== PETUNJUK PENGERJAAN ==
Ganti "guru" dengan "pengajar" pada bagian teks tentang budaya baca tulis, mulai dari "Salmubi mengatakan bahwa" sampai dengan "tahu lebih banyak.", lalu tuliskan kembali bagian itu.

== TEKS BACAAN ==

========================================================================

Mari Menumbuhkan Budaya Baca Tulis |
METANOIAC.id National Institute for Literacy mendefinisikan “Literasi” sebagai kemampuan individu untuk membaca, menulis, berbicara, menghitung dan memecahkan masalah pada tingkat keahlian yang diperlukan dalam pekerjaan, keluarga dan masyarakat. Kemampuan tersebut sebenarnya sudah kita peroleh dari dalam kandungan ibu. Bertumbuh dan berkembang seiring berjalannya waktu, seorang anak mulai memahami dan menggunakan bahasa; dimulai dengan bahasa Ibu, kemudian berkembang menjadi bahasa nasional.
Untuk memiliki pola berbahasa yang baik dan benar, maka harus dikembangkan melalui latihan dari mengenal huruf, kata, kalimat, sampai membaca dan menulis. Namun jika tidak dibiasakan melatih kemampuan membaca dan menulis, maka ketika beranjak dewasa, minat baca dan menulis akan menurun.
Merujuk pada hasil survey United Nations Educational, Scientific and Cultural Organization (UNESCO) pada tahun 2012, indeks minat baca masyarakat Indonesia hanya 0,001 persen; dari 1000 penduduk, hanya 1 orang yang masih mau membaca buku secara serius. Kondisi ini yang menempatkan Indonesia pada posisi 124 dari 187 negara dalam penilaian Indeks Pembangunan Manusia (IPM). Sumber (http://www.republika.co.id).
Banyak hal yang menjadi faktor penyebab rendahnya minat baca-tulis pada masyarakat Indonesia. Salah satunya dapat dimulai dalam lingkungan keluarga. “Jika orang tuanya membiasakan budaya membaca bagi sang anak, maka secara otomatis seorang anak akan tumbuh dengan kebiasaan membaca,” ujar Kepala UPT. Perpustakaan, Salmubi (22/12).
Salmubi kemudian melanjutkan dengan sebuah representatif dari luar negeri mengenai budaya baca tulis. “Di luar negeri, mulai dari kecil mereka sudah diajak oleh orang tuanya untuk ke perpustakaan dan perpustakaan pun seringkali mengadakan kegiatan bermain seperti storytelling,” lanjutnya.
Salmubi mengatakan bahwa sistem pendidikan yang diterapkan di sekolah juga mempunyai dampak yang besar terhadap anak di masa yang akan datang. Dalam proses pengajaran, guru jarang menginstruksikan kita untuk membaca di luar dari konteks pelajaran. Itulah yang menyebabkan siswa menjadi pasif dan hanya menerima tanpa berusaha sendiri untuk mencari tahu lebih banyak.
Selain itu guru juga jarang mewajibkan siswa untuk membaca cerita-cerita yang dimana itulah yang menjadi sumber inspirasi dan imajinasi. Padahal di dalam sebuah buku cerita terdapat pendidikan karakter dan moral yang baik.

========================================================================

== DATA YANG DIBERIKAN ==
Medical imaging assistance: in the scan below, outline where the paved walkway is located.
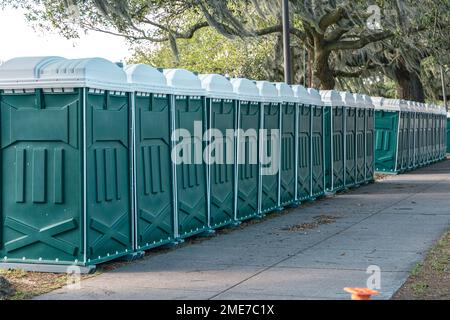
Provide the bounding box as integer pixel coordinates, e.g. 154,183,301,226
39,161,450,300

========================================================================

== HASIL YANG BENAR ==
Salmubi mengatakan bahwa sistem pendidikan yang diterapkan di sekolah juga mempunyai dampak yang besar terhadap anak di masa yang akan datang. Dalam proses pengajaran, pengajar jarang menginstruksikan kita untuk membaca di luar dari konteks pelajaran. Itulah yang menyebabkan siswa menjadi pasif dan hanya menerima tanpa berusaha sendiri untuk mencari tahu lebih banyak.